** What to do **
Your task is to return the listing below word for word, without any of its images.

** Source material **
:::
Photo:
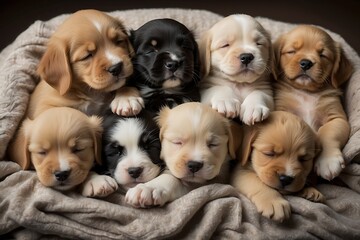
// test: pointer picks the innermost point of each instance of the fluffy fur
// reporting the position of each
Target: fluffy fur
(166, 64)
(195, 155)
(276, 158)
(311, 68)
(236, 56)
(131, 148)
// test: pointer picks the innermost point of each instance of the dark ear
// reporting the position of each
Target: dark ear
(342, 68)
(55, 68)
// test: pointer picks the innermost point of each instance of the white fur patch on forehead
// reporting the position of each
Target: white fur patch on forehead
(112, 58)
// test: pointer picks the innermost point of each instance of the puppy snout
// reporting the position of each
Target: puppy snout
(116, 69)
(306, 64)
(135, 172)
(172, 65)
(62, 175)
(285, 180)
(246, 58)
(195, 166)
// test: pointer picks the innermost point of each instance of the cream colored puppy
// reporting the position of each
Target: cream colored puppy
(196, 144)
(236, 57)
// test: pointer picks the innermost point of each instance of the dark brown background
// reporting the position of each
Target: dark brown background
(342, 16)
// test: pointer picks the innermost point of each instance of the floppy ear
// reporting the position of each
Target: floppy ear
(235, 139)
(250, 134)
(19, 149)
(205, 54)
(342, 68)
(55, 68)
(161, 120)
(96, 125)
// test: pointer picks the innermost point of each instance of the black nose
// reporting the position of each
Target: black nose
(116, 69)
(306, 64)
(285, 180)
(135, 172)
(62, 175)
(172, 65)
(195, 166)
(246, 58)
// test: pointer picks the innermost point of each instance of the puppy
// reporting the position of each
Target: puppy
(195, 155)
(311, 68)
(166, 64)
(276, 158)
(62, 144)
(236, 57)
(131, 148)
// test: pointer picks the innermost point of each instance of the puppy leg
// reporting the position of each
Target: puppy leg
(256, 107)
(127, 102)
(268, 201)
(98, 185)
(223, 100)
(158, 191)
(333, 136)
(312, 194)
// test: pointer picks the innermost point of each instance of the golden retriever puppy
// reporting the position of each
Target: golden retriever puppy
(196, 144)
(311, 68)
(276, 158)
(62, 144)
(236, 56)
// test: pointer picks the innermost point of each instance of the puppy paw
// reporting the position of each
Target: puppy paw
(142, 196)
(229, 108)
(127, 106)
(329, 166)
(99, 186)
(275, 208)
(250, 114)
(312, 194)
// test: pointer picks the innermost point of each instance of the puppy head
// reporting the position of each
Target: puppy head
(281, 150)
(90, 49)
(308, 58)
(63, 144)
(167, 54)
(131, 148)
(236, 48)
(195, 141)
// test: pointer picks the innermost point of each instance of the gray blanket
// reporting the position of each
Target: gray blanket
(29, 210)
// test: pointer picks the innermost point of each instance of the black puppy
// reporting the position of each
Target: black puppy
(131, 148)
(166, 64)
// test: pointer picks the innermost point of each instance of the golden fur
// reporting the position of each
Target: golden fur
(310, 69)
(236, 57)
(276, 158)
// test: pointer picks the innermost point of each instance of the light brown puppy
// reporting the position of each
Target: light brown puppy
(196, 144)
(236, 56)
(62, 144)
(276, 158)
(311, 68)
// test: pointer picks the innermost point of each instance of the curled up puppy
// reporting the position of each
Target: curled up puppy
(194, 155)
(277, 157)
(236, 57)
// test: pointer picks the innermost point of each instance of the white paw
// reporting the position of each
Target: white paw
(99, 186)
(329, 166)
(229, 108)
(252, 113)
(127, 106)
(144, 196)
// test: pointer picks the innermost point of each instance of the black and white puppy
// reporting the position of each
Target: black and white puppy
(131, 148)
(166, 64)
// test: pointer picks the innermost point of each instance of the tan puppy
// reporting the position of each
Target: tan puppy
(62, 144)
(277, 157)
(196, 143)
(236, 56)
(311, 67)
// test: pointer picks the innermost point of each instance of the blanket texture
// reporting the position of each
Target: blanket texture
(29, 210)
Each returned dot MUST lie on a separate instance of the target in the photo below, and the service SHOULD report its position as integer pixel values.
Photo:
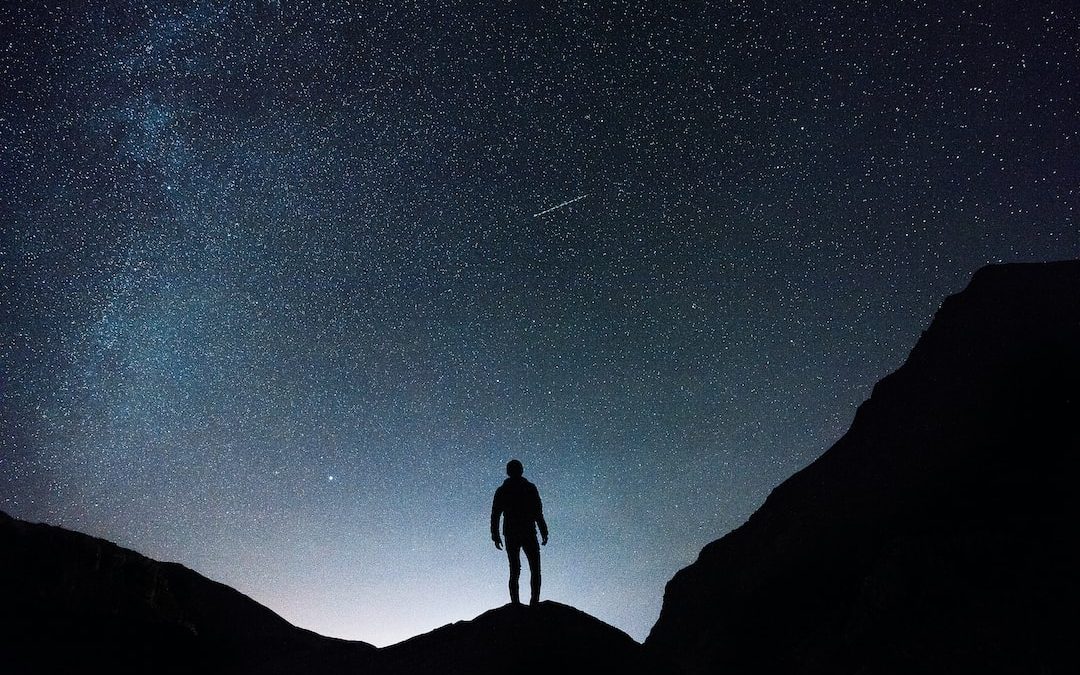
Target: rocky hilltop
(78, 604)
(936, 535)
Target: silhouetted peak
(932, 536)
(549, 637)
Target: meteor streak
(559, 205)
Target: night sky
(285, 284)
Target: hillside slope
(75, 603)
(935, 536)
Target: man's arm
(540, 522)
(496, 512)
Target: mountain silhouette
(935, 535)
(76, 604)
(550, 638)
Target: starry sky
(283, 285)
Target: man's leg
(514, 553)
(532, 555)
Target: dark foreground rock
(550, 638)
(70, 603)
(936, 536)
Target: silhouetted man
(518, 502)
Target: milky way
(275, 305)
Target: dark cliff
(550, 638)
(75, 603)
(935, 535)
(78, 604)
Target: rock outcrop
(549, 638)
(936, 535)
(77, 604)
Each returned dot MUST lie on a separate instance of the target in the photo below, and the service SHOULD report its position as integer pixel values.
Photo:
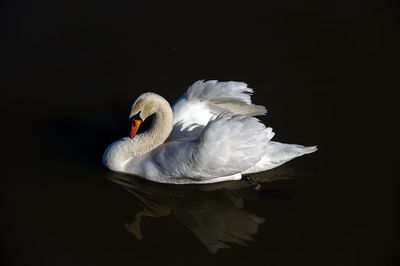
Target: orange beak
(135, 127)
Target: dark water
(70, 72)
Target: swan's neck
(156, 134)
(126, 149)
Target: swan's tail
(278, 154)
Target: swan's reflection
(213, 212)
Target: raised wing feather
(228, 145)
(205, 100)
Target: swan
(209, 135)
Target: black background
(327, 71)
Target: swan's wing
(207, 99)
(228, 145)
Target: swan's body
(208, 136)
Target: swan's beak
(135, 127)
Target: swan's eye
(146, 124)
(135, 117)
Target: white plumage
(208, 136)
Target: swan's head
(147, 104)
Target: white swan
(208, 136)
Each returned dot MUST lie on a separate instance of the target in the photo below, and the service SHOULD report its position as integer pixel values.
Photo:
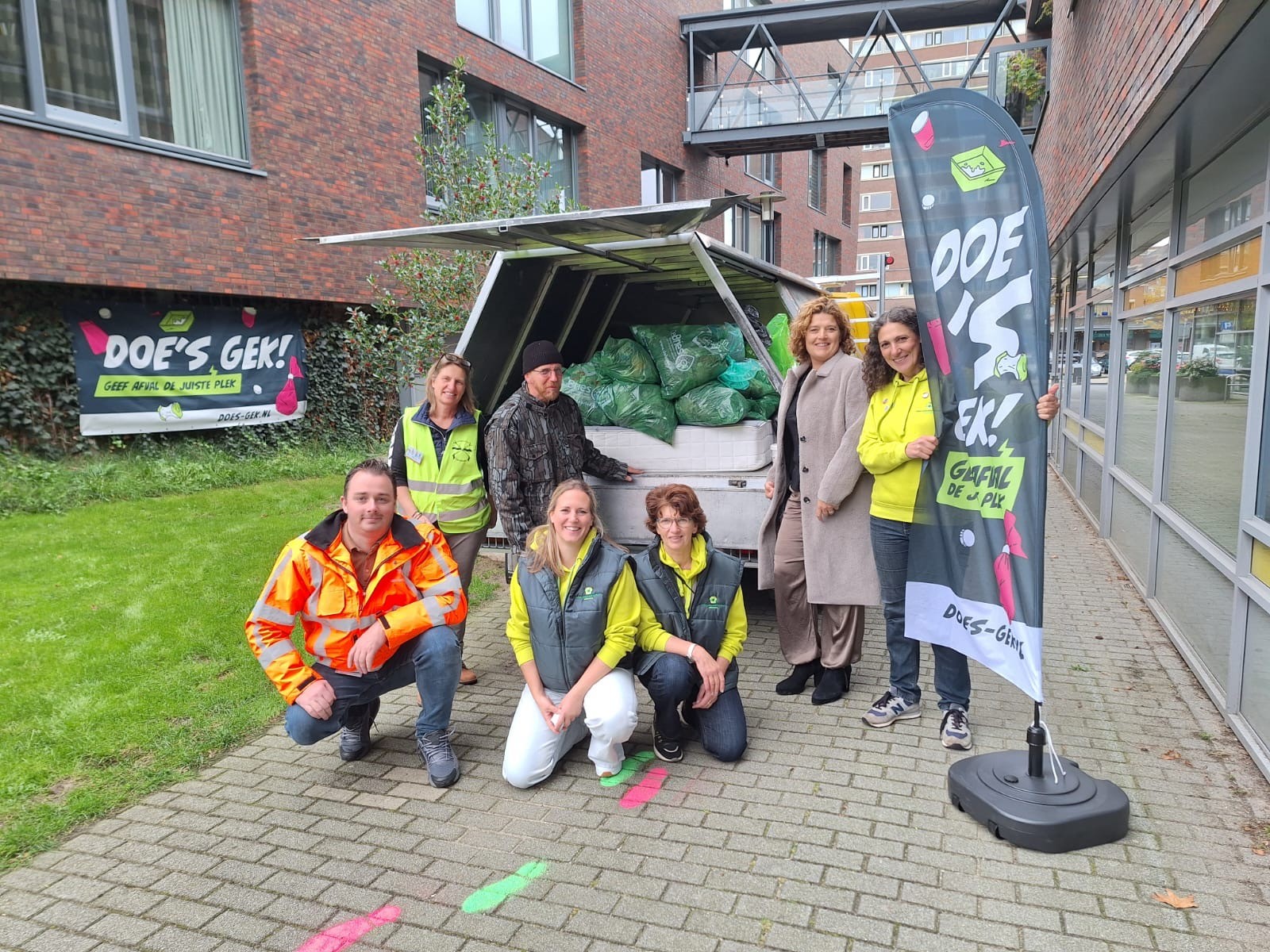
:::
** Worked solution **
Photo:
// test: pointer picks the innermost point of each instance of the fluffy fur
// reporting the position of each
Target: fluffy fur
(166, 64)
(195, 155)
(276, 158)
(311, 68)
(236, 56)
(131, 148)
// test: pointer picks the innermost point of each instance of the dark ear
// reporting the position of each
Target: dark ear
(342, 68)
(55, 68)
// test: pointer picks the innermost point of each instance of the white fur patch on forehead
// reporting the position of each
Target: white fur patch on forehead
(112, 58)
// test: pointer picks the innermost point of each instance of the puppy snout
// reporting the position of each
Target: puppy snout
(116, 69)
(306, 64)
(135, 172)
(172, 65)
(62, 175)
(285, 180)
(246, 58)
(195, 166)
// test: pointer picks the innermost point of each instance of the cream colored puppy
// reporting the position of each
Target: cream colored puppy
(196, 144)
(236, 57)
// test: pointer picks the innermost point of each instance of the dark brown background
// reporting the position of each
Target: dark brown background
(342, 16)
// test: pointer picks the innermost point of each instance of the floppy ear
// reporting the position of each
Target: floppy ear
(235, 139)
(250, 134)
(19, 149)
(205, 54)
(342, 68)
(55, 68)
(161, 120)
(96, 125)
// test: pointer picks the innermost point of each instance of the black nose
// reporting the position of each
Target: black nose
(116, 69)
(306, 64)
(285, 180)
(135, 172)
(62, 175)
(172, 65)
(195, 166)
(246, 58)
// test: pointer picks the innermost point of each instance of the puppy
// reporting the position of each
Target: puppy
(195, 155)
(311, 68)
(166, 64)
(276, 158)
(62, 144)
(236, 57)
(131, 148)
// test: pointer picks the innermost point of each instance of the puppy leg
// reporting the position of each
Target: puppy leg
(256, 107)
(127, 102)
(268, 201)
(98, 185)
(223, 100)
(158, 191)
(333, 136)
(312, 194)
// test: pointer picks the innermost point of each instance of the golden retriever puppy
// reporting the position of each
Target: golden retriever puppy
(196, 144)
(311, 68)
(276, 158)
(62, 144)
(236, 56)
// test: pointer picks the innermost point of each instance of the puppy paw
// reporting the position of each
Target: puppy paw
(142, 196)
(229, 108)
(127, 106)
(329, 166)
(99, 186)
(275, 208)
(250, 114)
(312, 194)
// test: pointer picks the innermost point of each instance of the puppy head
// reporting the position of each
Target: puppy head
(281, 150)
(90, 49)
(308, 58)
(63, 144)
(167, 54)
(131, 148)
(236, 48)
(195, 141)
// test: pointer picks the innermost point of each instance of the gray blanket
// reporting the position of each
Target: gray blanket
(29, 210)
// test: pointer picks the innermost point of each instance of the black puppy
// reporting the position of each
Target: black puppy
(131, 148)
(166, 64)
// test: pointer picks the innermost point of each instance of the golden fur
// reporting the position of each
Target: golden fur
(310, 69)
(236, 57)
(276, 158)
// test: pointer picks the innermost point of each instance of the light brown puppy
// reporting the position of each
Target: light brown puppy
(196, 144)
(236, 56)
(62, 144)
(276, 158)
(311, 68)
// test: pointer picks the innermost point of each instance of the curled up puppy
// reporting the position of each
Target: curled up puppy
(194, 155)
(277, 157)
(236, 57)
// test: pointer picks the innermost point of each instance of the white paw
// reporting the position of each
Target: white paw
(99, 186)
(329, 166)
(229, 108)
(252, 113)
(127, 106)
(144, 196)
// test: pointer picks the innermost point of each instance of the black and white puppy
// reporting the position of each
Target: black and white puppy
(131, 148)
(166, 64)
// test: pointer picks the innermost point of each instance of the tan puppy
// reporting the position of each
Target: tan puppy
(62, 144)
(277, 157)
(196, 143)
(236, 56)
(311, 67)
// test: pointer picks the innermost point of each instance of the blanket texture
// reporting the position of each
Target: blanket texture
(29, 210)
Each returned dot MUST lie on a separate instance of the target in the photo below, and the service SHOULD report its position as integer pixel values.
Photo:
Target: rocky hilltop
(78, 604)
(936, 535)
Target: silhouetted peak
(932, 536)
(549, 637)
Target: meteor streak
(559, 205)
Target: night sky
(285, 284)
Target: hillside slope
(75, 603)
(935, 536)
Target: man's arm
(540, 522)
(496, 512)
Target: mountain silhouette
(935, 535)
(76, 604)
(550, 638)
Target: starry sky
(283, 285)
Target: man's leg
(514, 553)
(532, 555)
Target: dark foreground rock
(550, 638)
(70, 603)
(936, 536)
Target: silhouetted man
(518, 502)
Target: milky way
(275, 305)
Target: dark cliff
(550, 638)
(75, 603)
(935, 535)
(78, 604)
Target: rock outcrop
(549, 638)
(936, 535)
(77, 604)
Each returned dot MUST lie on a separate instance of the target in the photo below, and the service SHOULD report its position as integer pixel values.
Photo:
Target: orange beak
(135, 127)
Target: dark water
(70, 72)
Target: swan's neck
(156, 134)
(126, 149)
Target: swan's tail
(278, 154)
Target: swan's reflection
(213, 212)
Target: raised wing feather
(228, 145)
(205, 100)
Target: swan
(209, 135)
Target: black background
(327, 71)
Target: swan's wing
(207, 99)
(228, 145)
Target: swan's body
(208, 136)
Target: swan's beak
(135, 127)
Target: swan's eye
(146, 124)
(135, 117)
Target: white plumage
(208, 136)
Target: swan's head
(147, 104)
Target: white swan
(208, 136)
Each returned dot MUST lie on a separate instance of the target in the photo below, and the service SHOULD report its position as integer pixel values.
Photo:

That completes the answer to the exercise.